[Excerpted passage]
***
The Company adopted the 2008 Stock Plan (the “2008 Plan”), which provides for the granting of stock options for purchases up to 1,000,000 shares of the Company’s common stock. Under the terms of the 2008 Plan, options may be granted to employees, directors and consultants at prices not less than the fair market value at the date of grant. Options generally vest over four years, 25% after the first year and monthly over the remaining three years, and generally expire 10 years from the date of grant. For the six months ended June 30, 2011 and 2010, the Company granted approximately 51,000 and 157,975 options.
***
[Extracted material]
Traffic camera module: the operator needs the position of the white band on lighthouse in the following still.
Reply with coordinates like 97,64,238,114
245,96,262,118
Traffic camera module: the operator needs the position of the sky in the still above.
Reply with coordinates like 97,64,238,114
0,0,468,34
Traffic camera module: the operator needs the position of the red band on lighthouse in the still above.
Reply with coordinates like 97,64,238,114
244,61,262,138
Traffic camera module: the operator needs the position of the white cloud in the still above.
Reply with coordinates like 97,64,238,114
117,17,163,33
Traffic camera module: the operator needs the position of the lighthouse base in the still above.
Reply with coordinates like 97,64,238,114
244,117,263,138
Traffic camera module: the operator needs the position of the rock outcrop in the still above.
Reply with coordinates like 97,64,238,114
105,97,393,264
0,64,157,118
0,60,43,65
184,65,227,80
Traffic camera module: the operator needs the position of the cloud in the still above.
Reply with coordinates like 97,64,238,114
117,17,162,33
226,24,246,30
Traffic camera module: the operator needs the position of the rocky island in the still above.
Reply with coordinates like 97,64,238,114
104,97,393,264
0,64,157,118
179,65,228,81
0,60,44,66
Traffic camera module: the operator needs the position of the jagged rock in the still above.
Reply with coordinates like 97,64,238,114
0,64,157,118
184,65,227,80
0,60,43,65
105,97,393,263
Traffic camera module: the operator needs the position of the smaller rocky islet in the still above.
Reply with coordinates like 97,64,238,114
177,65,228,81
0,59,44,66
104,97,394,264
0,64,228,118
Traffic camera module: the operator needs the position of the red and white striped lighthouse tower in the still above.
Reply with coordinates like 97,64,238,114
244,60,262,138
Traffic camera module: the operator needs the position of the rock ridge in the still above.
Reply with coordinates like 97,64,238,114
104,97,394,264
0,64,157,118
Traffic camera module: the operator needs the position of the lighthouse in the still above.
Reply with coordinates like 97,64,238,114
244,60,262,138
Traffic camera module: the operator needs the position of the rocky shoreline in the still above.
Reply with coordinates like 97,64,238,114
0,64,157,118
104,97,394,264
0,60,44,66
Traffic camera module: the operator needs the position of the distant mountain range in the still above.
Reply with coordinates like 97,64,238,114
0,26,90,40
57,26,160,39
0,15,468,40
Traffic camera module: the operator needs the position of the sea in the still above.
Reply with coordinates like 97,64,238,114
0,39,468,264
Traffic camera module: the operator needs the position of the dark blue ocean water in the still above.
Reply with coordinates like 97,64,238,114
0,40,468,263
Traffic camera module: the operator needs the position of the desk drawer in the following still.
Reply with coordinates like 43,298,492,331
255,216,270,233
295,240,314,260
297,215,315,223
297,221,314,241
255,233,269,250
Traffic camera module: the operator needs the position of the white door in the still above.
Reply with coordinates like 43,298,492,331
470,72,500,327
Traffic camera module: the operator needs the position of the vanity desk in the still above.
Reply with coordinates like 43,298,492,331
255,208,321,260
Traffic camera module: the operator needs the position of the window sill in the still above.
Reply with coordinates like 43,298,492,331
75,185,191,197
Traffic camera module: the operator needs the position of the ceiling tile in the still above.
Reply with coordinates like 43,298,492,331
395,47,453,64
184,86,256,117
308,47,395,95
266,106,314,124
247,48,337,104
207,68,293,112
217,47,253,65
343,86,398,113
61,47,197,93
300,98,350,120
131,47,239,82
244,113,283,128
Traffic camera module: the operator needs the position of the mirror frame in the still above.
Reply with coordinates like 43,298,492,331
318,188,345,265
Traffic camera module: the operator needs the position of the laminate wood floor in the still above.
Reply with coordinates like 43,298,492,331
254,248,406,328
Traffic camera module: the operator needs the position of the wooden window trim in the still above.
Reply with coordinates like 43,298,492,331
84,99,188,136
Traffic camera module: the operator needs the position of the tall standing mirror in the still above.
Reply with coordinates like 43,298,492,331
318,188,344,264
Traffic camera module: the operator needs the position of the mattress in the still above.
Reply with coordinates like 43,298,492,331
***
[Instruction A] From the stock plan passage, echo the text between "The Company adopted" and "and 157,975 options.", inclusive.
[Instruction B] In the stock plan passage, how many shares of the Company's common stock can be bought through options granted under the 2008 Plan?
[Instruction C] Pick up the passage about the 2008 Stock Plan where it stops and carry it on.

[Task answer A]
The Company adopted the 2008 Stock Plan (the “2008 Plan”), which provides for the granting of stock options for purchases up to 1,000,000 shares of the Company’s common stock. Under the terms of the 2008 Plan, options may be granted to employees, directors and consultants at prices not less than the fair market value at the date of grant. Options generally vest over four years, 25% after the first year and monthly over the remaining three years, and generally expire 10 years from the date of grant. For the six months ended June 30, 2011 and 2010, the Company granted approximately 51,000 and 157,975 options.

[Task answer B] Up to 1,000,000 shares.

[Task answer C]
For purposes of computing the compensation expense, the fair value of each option granted to employees and directors is estimated using the Black-Scholes Option Pricing Model. The Black-Scholes option valuation model was developed for use in estimating the fair value of traded options which do not have vesting restrictions and are fully transferable. In addition, option valuation models require the input of highly subjective assumptions, including the expected stock price volatility. Because the Company’s employee stock options have characteristics significantly different from those of traded options, and because changes in the subjective input assumptions can materially affect the fair value estimate, in management’s opinion, the existing model does not necessarily provide a reliable single measure of the fair value of its employee stock options.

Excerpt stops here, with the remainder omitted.